**Work item**
Where the word "leafy" occurs in a line of the data, return the whole line.

**Source material**
━━━━━━━━━━

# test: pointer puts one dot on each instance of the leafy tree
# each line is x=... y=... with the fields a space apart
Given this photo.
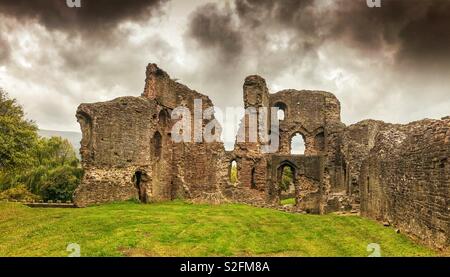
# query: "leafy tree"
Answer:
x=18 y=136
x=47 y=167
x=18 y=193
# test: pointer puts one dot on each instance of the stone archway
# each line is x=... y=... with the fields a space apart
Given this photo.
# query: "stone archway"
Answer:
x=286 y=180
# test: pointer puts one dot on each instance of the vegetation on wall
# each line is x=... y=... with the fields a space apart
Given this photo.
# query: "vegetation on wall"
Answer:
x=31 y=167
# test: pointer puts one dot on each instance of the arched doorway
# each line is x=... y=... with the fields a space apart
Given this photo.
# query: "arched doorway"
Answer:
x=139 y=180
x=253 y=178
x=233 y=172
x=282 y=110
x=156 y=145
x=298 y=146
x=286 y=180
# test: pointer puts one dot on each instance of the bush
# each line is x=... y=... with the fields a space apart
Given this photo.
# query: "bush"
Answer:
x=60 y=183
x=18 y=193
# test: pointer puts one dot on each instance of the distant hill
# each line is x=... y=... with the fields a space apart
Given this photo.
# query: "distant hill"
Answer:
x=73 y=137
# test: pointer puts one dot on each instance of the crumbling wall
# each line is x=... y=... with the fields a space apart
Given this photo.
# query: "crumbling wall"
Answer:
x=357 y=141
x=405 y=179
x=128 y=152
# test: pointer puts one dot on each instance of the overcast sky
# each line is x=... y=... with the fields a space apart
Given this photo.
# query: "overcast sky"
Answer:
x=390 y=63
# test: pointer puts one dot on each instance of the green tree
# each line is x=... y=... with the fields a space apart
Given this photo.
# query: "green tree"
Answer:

━━━━━━━━━━

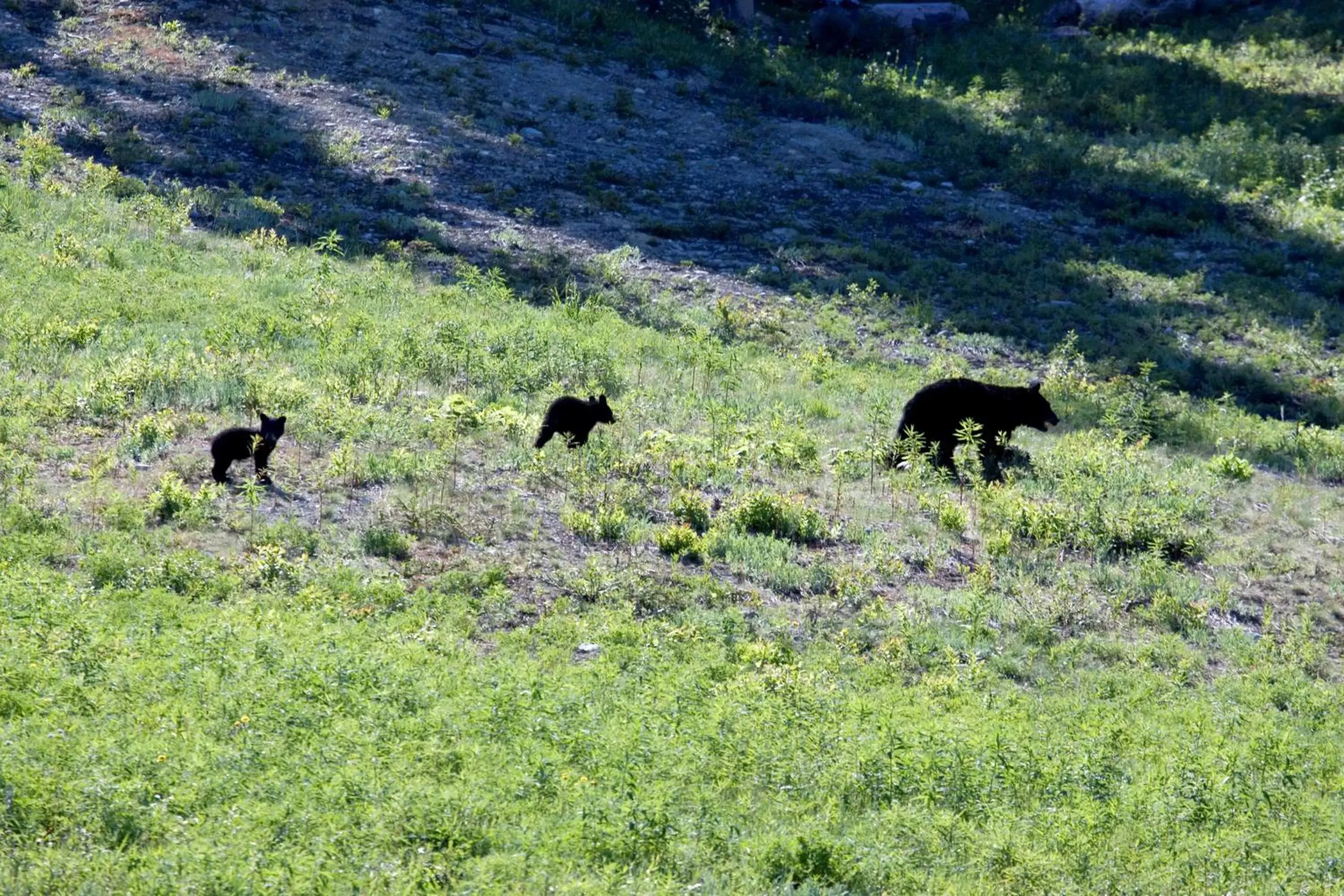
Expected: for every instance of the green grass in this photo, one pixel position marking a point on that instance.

━━━━━━━━━━

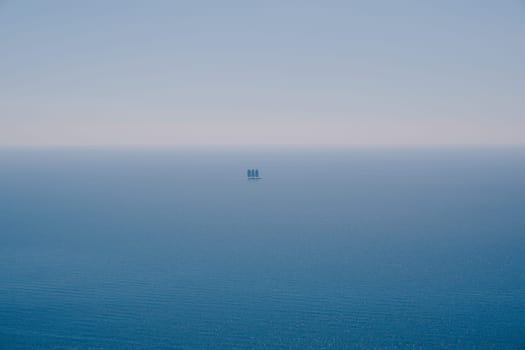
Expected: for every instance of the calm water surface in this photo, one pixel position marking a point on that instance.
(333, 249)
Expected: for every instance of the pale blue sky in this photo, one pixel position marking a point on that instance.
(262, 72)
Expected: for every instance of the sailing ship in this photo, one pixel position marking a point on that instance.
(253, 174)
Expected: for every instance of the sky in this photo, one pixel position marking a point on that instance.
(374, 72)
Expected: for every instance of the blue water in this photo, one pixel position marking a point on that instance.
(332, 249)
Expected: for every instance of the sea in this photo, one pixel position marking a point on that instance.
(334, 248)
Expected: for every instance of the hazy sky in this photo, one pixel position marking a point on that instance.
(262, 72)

━━━━━━━━━━

**Result below**
# test: pointer puts one dot on each instance of the leafy tree
# query: "leafy tree"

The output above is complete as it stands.